*** Block opens ***
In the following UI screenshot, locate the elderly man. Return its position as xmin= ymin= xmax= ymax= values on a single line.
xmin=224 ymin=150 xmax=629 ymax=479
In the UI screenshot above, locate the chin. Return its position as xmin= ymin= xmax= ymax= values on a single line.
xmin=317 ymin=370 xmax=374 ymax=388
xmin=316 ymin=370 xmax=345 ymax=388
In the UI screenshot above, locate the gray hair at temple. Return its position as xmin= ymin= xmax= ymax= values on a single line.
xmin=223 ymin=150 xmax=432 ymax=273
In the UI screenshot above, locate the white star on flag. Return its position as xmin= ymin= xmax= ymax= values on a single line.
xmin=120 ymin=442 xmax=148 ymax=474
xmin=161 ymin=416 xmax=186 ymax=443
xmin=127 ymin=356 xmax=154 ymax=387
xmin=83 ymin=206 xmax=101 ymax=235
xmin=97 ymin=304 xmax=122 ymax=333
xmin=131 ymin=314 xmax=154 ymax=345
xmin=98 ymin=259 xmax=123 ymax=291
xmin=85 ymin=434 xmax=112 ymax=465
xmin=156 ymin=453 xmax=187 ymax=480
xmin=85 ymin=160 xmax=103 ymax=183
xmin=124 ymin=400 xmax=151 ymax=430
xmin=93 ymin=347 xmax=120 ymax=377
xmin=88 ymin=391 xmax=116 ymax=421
*** Block closes ***
Your goal: An exact transcription of all the entries is needed.

Written response:
In the following UI screenshot, locate the elderly man. Return its position as xmin= ymin= xmax= ymax= values on a single line.
xmin=224 ymin=150 xmax=629 ymax=479
In the UI screenshot above, locate the chin. Return its position as xmin= ymin= xmax= ymax= values on a single line.
xmin=317 ymin=370 xmax=374 ymax=388
xmin=316 ymin=370 xmax=345 ymax=388
In the UI screenshot above, locate the gray hair at temple. Return its position as xmin= ymin= xmax= ymax= values on a single line.
xmin=223 ymin=150 xmax=432 ymax=273
In the UI screenshot above, locate the white star on flag. Return its position as xmin= ymin= xmax= ymax= values on a single line.
xmin=120 ymin=442 xmax=148 ymax=474
xmin=161 ymin=416 xmax=186 ymax=443
xmin=127 ymin=356 xmax=154 ymax=387
xmin=83 ymin=206 xmax=101 ymax=235
xmin=97 ymin=304 xmax=122 ymax=333
xmin=131 ymin=314 xmax=154 ymax=345
xmin=98 ymin=259 xmax=123 ymax=291
xmin=85 ymin=434 xmax=112 ymax=465
xmin=156 ymin=453 xmax=187 ymax=480
xmin=85 ymin=160 xmax=103 ymax=183
xmin=124 ymin=400 xmax=151 ymax=430
xmin=93 ymin=347 xmax=120 ymax=377
xmin=88 ymin=391 xmax=116 ymax=421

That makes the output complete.